-- start MATERIAL FOR THE TASK --

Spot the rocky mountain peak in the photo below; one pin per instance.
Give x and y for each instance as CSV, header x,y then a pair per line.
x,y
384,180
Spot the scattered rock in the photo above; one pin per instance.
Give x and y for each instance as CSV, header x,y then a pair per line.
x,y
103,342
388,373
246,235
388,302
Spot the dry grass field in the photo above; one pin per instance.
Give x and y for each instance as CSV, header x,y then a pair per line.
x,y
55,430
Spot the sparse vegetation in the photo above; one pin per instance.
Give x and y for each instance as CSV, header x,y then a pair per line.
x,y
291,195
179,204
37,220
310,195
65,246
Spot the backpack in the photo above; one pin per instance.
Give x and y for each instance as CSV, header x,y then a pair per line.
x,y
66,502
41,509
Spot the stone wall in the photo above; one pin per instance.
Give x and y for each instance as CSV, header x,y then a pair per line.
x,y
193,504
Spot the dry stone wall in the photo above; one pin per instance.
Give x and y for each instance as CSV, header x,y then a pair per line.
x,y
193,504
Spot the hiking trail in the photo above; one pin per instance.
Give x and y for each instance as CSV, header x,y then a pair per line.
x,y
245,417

-- end MATERIAL FOR THE TASK --

* PROBLEM STATEMENT: Rescale the entries above by writing out every line again, requests included, with each x and y coordinate in the answers multiplied by 0.65 and rounded to the nearest whole number (halves round up).

* PROBLEM SOLUTION:
Spot the rocky mountain peak in the photo below; one pin per instance.
Give x and y for each instance as CSV, header x,y then a pair per line.
x,y
250,117
Spot the scattered rock in the photo above; one pin per instance.
Give x and y for each instance as CSV, header x,y then a pair per line.
x,y
67,222
252,242
160,153
252,196
Spot the dry grass field in the photo above; one pin per instance.
Give x and y for each instance as CSV, header x,y then a pair per line.
x,y
36,280
Spot the sparse vegetation in the photo above; one pin per instance.
Give x and y for each instance as CSV, header x,y then a pair per line.
x,y
189,127
116,133
24,143
202,127
42,160
Spot the backpack in the photo above; one pin per instance.
Give x and y for each instance as CSV, header x,y then a pair per line.
x,y
43,326
27,331
Spot the stone wall in the photo above; one pin per instance.
Give x and y for each instance as CSV, header x,y then a pair per line.
x,y
125,328
Spot the dry stone wall in the photo above; one pin per instance.
Give x and y for each instance as CSV, header x,y then a pair per line.
x,y
125,328
Spot the hiking trail in the photo above; one pin per instance.
Give x and y for each instance as CSV, header x,y then a pair per line.
x,y
159,271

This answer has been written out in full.